Una nuova soluzione basata sulla "deep learning AI" permette di calcolare a bassissimo costo le potenzialità di produzione solare di vasti gruppi di edifici, senza uscire dall’ufficio.



















Anno 2028, il cambiamento climatico è ormai così evidente e minaccioso, che i governi, complice anche il riflusso dell’onda sovranista-negazionista nella politica mondiale, hanno finalmente deciso di intraprendere azioni decise per l’uscita del sistema energetico dall’era dei fossili.
Fra le tantissime misure proposte, una è quella delle città energeticamente autonome.
In pratica ogni città deve costruire sui propri tetti una potenza elettrica solare sufficiente ad alimentare i propri consumi interni, aiutata in questo da un’adeguata rete di sistemi di accumulo sparsi nella città e coordinati da una centrale operativa nazionale.
Lo sforzo di applicare la nuova norma si annuncia subito immenso: bisogna valutare le potenzialità solari di ogni tetto delle migliaia di edifici cittadini, per massimizzare la produzione.
Quindi di ognuno di essi va calcolata altezza, inclinazione, superficie ed eventuale ombreggiamento, e poi valutare fra questi il sottoinsieme di tetti più adatto ad essere occupato per raggiungere la potenza richiesta.
Che fare? Arruolare un esercito di geometri, che misurino tutta quella massa di case, spendendo mesi e buona parte del budget già nella prima fase di valutazione?
Gli ingegneri informatici Prashant Shenoy e Subhransu Maji, dell’Università del Massachusetts ad Amherst, hanno avuto un’idea migliore: mettere insieme i disparati strumenti disponibili in rete oggi, per calcolare a bassissimo costo le potenzialità di produzione solare di vasti gruppi di edifici, senza uscire dall’ufficio.
«In realtà strumenti simili già esistevano, come il Project Sunroof di Google per le città Usa» spiega Shenoy «Il problema è che quelli strumenti si basano su rilevamenti fatti con il Lidar, cioè un laser trasportato da un aereo, che sorvola l’area di verificare, ricreandone una precisissima rappresentazione tridimensionale. Un metodo che funziona benissimo, ma è molto costoso e adatto a coprire solo una parte di città alla volta».
I due ricercatori, invece, sono partiti da un altro strumento di Google, questo però globale e disposizione di tutti nel mondo: Google Earth, il “supermappamondo” che mostra l’intera superficie ad altissima risoluzione, grazie a un “collage” di foto scattate dai satelliti in orbita.

§ §

Compito richiesto 1: Traduca in inglese questa frase tratta dal testo della pagina: «Fra le tantissime misure proposte, una è quella delle città energeticamente autonome.»
Compito richiesto 2:
Risponda brevemente alle seguenti domande sul testo della pagina.
(a) In quale anno è collocato lo scenario descritto all'inizio?
(b) A quale università appartengono Prashant Shenoy e Subhransu Maji?
(c) Con quale tecnologia vengono effettuati i rilevamenti su cui si basano strumenti come il Project Sunroof di Google?

§ §

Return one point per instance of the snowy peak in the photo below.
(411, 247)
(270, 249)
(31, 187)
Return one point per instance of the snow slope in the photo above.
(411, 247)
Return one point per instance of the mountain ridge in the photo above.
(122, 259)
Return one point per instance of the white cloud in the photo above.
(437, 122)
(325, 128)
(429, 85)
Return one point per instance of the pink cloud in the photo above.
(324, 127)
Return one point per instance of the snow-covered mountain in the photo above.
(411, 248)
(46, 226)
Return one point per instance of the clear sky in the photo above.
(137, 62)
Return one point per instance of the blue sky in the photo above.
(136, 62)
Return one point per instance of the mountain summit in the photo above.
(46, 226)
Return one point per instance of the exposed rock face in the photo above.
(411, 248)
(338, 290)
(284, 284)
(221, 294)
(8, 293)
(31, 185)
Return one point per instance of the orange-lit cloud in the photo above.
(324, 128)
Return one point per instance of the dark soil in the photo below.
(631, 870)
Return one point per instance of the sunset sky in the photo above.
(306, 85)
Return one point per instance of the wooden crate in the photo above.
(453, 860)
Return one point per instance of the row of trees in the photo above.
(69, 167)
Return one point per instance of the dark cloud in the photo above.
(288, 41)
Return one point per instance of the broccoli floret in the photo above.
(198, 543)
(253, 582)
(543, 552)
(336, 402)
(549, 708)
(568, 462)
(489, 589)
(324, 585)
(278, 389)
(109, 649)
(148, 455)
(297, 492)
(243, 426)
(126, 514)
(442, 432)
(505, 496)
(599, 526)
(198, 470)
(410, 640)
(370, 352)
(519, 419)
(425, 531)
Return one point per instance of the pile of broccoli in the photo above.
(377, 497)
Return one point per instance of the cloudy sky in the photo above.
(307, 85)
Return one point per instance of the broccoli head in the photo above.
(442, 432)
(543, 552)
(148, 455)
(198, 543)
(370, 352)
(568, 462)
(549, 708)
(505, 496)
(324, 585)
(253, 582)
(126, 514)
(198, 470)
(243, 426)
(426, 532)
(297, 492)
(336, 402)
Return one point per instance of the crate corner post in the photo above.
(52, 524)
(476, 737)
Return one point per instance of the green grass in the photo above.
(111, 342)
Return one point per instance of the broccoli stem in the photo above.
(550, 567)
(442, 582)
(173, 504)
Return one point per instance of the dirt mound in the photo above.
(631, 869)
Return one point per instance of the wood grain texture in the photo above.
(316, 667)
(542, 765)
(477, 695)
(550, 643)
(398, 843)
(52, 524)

§ §

Risposta completa 1: Among the many measures proposed, one is that of energy-autonomous cities.

Risposta completa 2:
(a) Nel 2028.
(b) All'Università del Massachusetts ad Amherst.
(c) Con il Lidar, cioè un laser trasportato da un aereo.